:: TEXT

Some time ago, probably while
cooking up the oxymoron "compassionate conservatism"
in the propaganda dungeons of the right, it occurred to anti-choice
forces that their image was suffering from the (correct) perception that
they want to curtail women's rights because they don't have very
warm feelings for women. Clearly, they needed to put some lipstick
on that pig and convince the public that, all evidence to the contrary,
they do give a damn about women. It was a momentous task indeed.
After all, women themselves--with their paychecks, right to vote, and modern ideas
about controlling their own lives--were the problem.
The solution, as it
has been throughout history, was to construct a mythological Good Girl
to defend against all those Bad Girls, with their sex-having, paycheck-drawing
ways. The Good Girl is sweet, submissive, religious, maternal,
and self-sacrificing. She doesn't like sex and doesn't want
to be in that scary world of work. But she does love marriage
and babies, and is willing to tolerate sex to get the marriage and babies. Bad Girls
like sex, and want to have it even if they can't get pregnant.

::::
:: RECORDS

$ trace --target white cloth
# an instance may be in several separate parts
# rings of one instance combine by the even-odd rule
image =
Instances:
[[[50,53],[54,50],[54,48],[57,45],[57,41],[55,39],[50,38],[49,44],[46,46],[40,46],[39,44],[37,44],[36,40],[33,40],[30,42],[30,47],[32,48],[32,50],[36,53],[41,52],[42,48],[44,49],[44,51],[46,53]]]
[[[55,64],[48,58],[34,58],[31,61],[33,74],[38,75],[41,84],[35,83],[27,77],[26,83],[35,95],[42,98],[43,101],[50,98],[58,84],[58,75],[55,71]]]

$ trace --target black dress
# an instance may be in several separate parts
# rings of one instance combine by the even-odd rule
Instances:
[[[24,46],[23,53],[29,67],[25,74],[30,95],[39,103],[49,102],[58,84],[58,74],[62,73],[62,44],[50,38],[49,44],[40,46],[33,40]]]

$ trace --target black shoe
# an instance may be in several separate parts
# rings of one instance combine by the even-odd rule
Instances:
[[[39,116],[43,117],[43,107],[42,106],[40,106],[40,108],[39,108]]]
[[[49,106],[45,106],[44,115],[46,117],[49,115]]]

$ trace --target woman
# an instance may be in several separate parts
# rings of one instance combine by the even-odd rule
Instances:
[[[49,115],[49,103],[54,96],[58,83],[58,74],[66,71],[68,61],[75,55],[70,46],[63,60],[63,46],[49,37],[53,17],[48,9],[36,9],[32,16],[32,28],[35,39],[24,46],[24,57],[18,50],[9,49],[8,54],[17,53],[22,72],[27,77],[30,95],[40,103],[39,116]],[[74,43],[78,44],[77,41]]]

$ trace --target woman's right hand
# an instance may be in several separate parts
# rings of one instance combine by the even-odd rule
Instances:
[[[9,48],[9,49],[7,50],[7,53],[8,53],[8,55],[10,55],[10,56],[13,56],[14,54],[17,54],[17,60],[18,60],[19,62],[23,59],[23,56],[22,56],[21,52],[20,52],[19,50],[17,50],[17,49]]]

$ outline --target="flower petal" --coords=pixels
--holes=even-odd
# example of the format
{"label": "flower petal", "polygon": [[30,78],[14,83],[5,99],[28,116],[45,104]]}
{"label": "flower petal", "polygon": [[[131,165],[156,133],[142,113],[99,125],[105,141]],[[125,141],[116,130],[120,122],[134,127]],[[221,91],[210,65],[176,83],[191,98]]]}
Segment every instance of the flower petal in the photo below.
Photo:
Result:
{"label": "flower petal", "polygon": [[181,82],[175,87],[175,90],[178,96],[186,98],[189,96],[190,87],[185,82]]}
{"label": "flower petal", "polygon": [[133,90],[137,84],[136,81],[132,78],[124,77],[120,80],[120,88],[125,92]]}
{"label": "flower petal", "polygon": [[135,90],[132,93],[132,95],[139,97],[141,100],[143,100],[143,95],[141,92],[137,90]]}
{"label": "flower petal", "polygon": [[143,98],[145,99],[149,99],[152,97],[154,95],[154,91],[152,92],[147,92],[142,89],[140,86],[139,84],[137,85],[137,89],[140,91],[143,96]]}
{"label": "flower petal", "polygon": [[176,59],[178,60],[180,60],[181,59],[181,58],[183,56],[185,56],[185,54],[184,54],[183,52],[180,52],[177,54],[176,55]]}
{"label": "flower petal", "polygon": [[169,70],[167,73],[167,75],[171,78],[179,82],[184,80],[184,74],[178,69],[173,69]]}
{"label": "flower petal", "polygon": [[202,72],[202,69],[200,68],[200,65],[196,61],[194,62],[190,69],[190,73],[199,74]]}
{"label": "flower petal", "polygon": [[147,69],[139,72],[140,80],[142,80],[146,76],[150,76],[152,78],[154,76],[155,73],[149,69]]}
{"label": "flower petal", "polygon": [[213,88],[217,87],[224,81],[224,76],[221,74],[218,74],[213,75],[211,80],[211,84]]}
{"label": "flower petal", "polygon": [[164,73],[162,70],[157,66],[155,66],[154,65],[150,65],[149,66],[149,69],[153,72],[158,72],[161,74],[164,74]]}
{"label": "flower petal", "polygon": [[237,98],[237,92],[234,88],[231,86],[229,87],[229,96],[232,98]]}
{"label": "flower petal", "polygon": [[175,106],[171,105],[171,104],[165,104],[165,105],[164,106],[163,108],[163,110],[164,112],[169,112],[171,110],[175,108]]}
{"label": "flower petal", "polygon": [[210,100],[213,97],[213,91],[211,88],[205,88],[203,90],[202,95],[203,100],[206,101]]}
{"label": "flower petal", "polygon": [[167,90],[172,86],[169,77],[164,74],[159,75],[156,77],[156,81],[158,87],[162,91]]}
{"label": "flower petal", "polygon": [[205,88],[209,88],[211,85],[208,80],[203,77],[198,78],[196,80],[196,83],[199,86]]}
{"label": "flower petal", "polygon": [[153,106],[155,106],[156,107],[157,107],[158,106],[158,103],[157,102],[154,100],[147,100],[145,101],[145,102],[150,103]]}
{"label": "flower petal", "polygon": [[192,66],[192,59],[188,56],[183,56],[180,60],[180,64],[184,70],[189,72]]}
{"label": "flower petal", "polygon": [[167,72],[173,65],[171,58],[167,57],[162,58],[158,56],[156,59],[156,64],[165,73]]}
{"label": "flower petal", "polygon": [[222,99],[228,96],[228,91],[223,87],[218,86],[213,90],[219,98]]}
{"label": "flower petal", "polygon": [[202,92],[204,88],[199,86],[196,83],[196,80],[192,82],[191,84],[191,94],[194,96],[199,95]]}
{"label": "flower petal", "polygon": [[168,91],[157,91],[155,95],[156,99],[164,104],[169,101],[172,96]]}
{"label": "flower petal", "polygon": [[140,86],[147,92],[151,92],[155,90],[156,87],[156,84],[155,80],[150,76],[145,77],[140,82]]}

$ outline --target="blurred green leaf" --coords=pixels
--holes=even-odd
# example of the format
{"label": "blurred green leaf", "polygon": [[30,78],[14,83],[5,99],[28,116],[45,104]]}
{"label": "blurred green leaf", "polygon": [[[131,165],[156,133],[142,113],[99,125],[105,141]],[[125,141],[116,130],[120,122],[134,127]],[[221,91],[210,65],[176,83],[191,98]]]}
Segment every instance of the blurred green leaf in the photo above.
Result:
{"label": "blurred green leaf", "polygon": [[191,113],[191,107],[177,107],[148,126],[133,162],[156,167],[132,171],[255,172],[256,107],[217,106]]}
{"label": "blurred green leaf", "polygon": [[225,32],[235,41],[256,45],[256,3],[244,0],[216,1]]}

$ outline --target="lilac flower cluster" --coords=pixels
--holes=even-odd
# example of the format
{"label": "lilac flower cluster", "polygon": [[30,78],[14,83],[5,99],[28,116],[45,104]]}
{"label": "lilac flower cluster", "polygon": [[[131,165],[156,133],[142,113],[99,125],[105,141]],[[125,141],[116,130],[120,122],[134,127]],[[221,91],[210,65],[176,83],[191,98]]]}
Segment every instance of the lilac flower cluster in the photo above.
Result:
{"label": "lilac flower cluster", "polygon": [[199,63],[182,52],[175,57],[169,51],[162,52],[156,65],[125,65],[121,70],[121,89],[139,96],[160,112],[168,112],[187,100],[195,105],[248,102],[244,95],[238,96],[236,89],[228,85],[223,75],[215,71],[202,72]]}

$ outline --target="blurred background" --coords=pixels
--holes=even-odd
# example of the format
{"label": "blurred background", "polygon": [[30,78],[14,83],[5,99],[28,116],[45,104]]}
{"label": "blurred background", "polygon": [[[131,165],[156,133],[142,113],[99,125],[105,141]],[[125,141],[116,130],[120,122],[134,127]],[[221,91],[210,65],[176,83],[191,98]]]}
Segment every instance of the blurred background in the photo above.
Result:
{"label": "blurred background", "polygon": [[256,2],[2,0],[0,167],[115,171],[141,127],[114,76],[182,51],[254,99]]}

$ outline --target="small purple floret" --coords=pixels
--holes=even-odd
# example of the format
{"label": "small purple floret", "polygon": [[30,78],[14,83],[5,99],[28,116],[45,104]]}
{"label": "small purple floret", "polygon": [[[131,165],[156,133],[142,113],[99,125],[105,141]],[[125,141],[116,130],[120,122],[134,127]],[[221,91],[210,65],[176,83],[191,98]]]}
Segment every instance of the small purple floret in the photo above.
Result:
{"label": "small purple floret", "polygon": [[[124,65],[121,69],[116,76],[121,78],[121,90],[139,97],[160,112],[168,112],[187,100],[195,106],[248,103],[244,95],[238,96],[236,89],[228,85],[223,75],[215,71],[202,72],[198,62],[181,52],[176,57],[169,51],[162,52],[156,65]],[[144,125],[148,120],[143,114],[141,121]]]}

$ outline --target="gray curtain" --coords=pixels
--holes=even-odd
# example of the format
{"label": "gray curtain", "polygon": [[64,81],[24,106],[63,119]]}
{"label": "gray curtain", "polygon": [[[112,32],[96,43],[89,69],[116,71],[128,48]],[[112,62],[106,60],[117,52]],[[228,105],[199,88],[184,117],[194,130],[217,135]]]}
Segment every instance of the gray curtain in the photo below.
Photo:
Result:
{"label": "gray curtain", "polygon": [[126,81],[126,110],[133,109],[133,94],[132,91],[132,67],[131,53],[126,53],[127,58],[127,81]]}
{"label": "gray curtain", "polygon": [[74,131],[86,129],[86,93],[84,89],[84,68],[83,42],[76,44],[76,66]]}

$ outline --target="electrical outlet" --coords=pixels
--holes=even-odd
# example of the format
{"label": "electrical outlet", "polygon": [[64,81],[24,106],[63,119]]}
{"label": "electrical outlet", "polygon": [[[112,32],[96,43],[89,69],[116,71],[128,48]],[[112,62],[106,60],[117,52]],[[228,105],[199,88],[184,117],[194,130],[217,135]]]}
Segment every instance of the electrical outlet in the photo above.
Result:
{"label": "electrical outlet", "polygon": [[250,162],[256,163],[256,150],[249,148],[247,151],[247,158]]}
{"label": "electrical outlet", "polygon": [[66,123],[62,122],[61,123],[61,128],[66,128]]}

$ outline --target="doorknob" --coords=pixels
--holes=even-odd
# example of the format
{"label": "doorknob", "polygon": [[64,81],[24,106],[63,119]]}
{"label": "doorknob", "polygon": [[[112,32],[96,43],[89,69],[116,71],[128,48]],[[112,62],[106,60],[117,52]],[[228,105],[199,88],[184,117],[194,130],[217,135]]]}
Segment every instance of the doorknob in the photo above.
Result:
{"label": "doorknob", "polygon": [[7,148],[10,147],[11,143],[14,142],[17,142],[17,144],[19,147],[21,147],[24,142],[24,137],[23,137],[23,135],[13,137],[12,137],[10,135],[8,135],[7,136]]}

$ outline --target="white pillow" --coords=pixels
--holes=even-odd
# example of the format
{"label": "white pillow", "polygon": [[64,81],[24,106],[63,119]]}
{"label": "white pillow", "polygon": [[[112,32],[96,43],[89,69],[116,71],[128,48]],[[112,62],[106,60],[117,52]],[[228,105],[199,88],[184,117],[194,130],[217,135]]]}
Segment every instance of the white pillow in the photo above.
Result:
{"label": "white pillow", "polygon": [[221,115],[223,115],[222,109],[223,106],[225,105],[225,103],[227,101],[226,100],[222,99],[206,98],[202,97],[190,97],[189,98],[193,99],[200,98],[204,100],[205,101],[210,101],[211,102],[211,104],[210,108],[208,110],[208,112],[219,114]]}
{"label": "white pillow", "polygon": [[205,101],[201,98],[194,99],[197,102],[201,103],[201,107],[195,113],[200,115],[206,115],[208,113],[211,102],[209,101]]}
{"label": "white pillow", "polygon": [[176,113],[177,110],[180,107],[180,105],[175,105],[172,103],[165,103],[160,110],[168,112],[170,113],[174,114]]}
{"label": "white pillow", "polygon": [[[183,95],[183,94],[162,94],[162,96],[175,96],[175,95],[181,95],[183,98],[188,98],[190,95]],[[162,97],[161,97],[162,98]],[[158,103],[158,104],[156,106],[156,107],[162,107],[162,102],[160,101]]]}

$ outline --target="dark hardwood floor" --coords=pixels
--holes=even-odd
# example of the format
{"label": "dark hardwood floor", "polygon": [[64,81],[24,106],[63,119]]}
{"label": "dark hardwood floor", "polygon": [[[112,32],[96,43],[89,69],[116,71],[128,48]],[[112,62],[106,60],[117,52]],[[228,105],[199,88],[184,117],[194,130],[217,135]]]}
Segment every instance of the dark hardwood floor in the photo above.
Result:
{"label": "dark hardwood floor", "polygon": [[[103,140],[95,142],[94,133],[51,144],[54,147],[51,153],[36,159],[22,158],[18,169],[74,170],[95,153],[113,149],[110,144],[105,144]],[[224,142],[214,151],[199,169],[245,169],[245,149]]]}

::::

EXERCISES ::
- A) Print the part of the essay on anti-choice politics that starts with "Some time ago, probably" and goes on through "momentous task indeed.", word for word.
- B) Carry on the essay on anti-choice politics from the point where it stops.

RESULTS BY TASK ::
- A)
Some time ago, probably while
cooking up the oxymoron "compassionate conservatism"
in the propaganda dungeons of the right, it occurred to anti-choice
forces that their image was suffering from the (correct) perception that
they want to curtail women's rights because they don't have very
warm feelings for women. Clearly, they needed to put some lipstick
on that pig and convince the public that, all evidence to the contrary,
they do give a damn about women. It was a momentous task indeed.

- B)
Bad Girls think about other things besides marriage and babies, even
if they do want to get married and have a baby or two.
The clever contribution anti-choicers
made to this millennia-old Madonna/whore dichotomy was the theory that
all women are, deep down inside, baby-loving, sex-reluctant, marriage-crazed
Good Girls. Bad Girls only exist because they've been broken
by feminism and legal abortion. Bad Girls are mentally ill, and
just need to be forced into motherhood by losing access to abortion
and contraception to turn them into Good Girls, who may not be happy,
but are well -- in the sense of functioning properly.
Because this is a silly theory, there's been a long-standing hope that science would come in and save the day, by proving once and for all that women who have rights and use them are broken, especially if they use their right to abortion. Anti-choicers concocted a fake mental illness called "Post-Abortion Stress Syndrome," and hoped that the psychological establishment would one day validate it, and their beliefs. The idea was that Bad Girls who do the most Bad thing you can do -- get an abortion -- would be more likely to be mentally ill than other women, demonstrating that having rights is damaging to women.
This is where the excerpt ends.